> [Text excerpt]
TRIPS IP Waiver Could Establish Dangerous Precedent for Climate Change and Other Biotech Sectors

By Melissa Brand
May 26, 2021

“If an IP waiver is purportedly necessary to solve the COVID-19 global health crisis, can we really feel confident that this or some future Administration will not apply the same logic to the climate crisis? And, without the confidence in the underlying IP for such solutions, what does this mean for U.S. innovation and economic growth?”

https://depositphotos.com/44432073/stock-illustration-climate-change-and-global-warming.htmlWhile the discussions around waiving intellectual property (IP) rights set forth in the Agreement on Trade-Related Aspects of Intellectual Property Rights (TRIPS) are currently (and somewhat amorphously) limited to COVID-19 related drug and medical products, it is probably shortsighted to ignore the implications for other technologies critical to sustaining our environment and advancing a more healthful world. In fact, if we want to ensure continued investment in these technologies, we should be very concerned about the message conveyed by the international political tide: if you overcome a challenging scientific problem and your solution has the potential to save lives, be prepared to be subjected to intense political pressure and to potentially hand over your technology without compensation and regardless of the consequences.

> [Exercise requirements]
Answer these questions about the article on the TRIPS IP waiver:
1. Who wrote the article, and on what date?
2. In the opening quotation, which crisis might this or a future Administration apply the same logic to?
3. To what products are the current discussions about waiving TRIPS IP rights limited?

> [Data supplied]
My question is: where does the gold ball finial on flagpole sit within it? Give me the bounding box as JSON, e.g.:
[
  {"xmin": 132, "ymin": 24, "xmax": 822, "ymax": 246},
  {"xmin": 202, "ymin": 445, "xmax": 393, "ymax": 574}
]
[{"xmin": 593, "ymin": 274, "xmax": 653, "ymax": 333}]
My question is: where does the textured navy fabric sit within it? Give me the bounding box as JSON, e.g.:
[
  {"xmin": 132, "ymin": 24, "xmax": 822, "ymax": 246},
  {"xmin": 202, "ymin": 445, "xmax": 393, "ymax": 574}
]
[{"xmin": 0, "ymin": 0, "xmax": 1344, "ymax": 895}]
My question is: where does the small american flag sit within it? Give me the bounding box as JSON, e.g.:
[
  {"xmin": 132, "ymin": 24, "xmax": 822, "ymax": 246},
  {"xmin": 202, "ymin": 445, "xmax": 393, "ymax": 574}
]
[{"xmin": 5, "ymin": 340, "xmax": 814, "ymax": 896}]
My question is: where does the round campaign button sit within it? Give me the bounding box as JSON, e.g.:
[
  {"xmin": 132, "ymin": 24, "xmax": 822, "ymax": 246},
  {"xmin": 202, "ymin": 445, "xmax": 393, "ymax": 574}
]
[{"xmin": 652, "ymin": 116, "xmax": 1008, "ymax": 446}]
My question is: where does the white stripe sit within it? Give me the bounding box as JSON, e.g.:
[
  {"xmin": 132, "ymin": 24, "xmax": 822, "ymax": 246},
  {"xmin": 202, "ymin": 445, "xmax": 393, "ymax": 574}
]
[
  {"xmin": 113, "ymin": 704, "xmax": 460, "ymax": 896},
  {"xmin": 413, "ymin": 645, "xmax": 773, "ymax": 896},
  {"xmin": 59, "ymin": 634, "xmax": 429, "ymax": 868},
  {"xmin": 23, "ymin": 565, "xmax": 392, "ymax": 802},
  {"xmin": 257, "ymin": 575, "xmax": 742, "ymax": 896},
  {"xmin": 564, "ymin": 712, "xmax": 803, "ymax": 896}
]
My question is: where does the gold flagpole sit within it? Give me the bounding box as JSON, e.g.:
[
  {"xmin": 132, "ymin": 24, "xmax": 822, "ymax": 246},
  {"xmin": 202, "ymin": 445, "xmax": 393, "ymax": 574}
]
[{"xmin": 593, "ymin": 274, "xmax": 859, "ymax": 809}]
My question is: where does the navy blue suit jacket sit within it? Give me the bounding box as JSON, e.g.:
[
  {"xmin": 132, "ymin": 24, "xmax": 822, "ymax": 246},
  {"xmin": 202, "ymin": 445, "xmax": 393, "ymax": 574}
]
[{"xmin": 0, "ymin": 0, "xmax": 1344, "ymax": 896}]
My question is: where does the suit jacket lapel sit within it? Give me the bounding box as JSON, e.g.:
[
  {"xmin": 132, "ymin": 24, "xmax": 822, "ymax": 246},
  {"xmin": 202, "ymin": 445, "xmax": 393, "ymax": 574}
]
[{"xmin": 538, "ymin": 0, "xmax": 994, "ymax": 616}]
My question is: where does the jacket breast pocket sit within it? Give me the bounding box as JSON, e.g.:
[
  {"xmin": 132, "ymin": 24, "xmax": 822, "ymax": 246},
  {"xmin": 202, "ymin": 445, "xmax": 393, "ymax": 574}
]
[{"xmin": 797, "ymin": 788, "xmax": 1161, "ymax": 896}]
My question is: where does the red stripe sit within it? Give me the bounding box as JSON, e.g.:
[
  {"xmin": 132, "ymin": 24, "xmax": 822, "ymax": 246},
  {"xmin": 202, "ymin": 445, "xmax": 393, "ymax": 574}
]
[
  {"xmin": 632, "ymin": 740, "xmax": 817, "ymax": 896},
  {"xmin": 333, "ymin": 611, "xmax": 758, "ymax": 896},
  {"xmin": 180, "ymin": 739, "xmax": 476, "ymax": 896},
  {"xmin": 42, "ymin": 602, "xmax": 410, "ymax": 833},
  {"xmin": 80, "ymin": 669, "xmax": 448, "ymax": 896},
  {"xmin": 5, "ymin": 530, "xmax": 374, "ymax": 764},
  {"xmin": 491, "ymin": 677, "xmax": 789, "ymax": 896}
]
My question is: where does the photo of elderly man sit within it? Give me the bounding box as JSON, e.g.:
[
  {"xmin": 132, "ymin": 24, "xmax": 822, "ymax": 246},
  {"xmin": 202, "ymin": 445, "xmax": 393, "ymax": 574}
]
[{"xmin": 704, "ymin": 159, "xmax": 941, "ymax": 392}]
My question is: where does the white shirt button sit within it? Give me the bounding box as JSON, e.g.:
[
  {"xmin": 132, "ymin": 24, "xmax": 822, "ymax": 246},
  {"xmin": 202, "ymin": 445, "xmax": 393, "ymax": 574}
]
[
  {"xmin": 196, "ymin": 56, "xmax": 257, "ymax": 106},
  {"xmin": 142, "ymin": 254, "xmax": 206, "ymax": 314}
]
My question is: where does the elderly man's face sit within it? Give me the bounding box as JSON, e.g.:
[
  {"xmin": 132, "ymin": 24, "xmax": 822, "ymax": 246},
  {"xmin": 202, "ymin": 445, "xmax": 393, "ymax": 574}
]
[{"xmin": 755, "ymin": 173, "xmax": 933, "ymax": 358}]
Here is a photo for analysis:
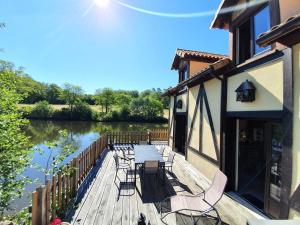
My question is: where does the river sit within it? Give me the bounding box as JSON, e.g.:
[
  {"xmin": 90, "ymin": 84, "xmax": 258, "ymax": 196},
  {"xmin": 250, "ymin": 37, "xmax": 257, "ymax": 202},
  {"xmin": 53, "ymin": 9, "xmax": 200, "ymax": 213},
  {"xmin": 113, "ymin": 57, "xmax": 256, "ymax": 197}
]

> [The answer]
1. Melissa Brand, on May 26, 2021.
2. The climate crisis.
3. COVID-19 related drug and medical products.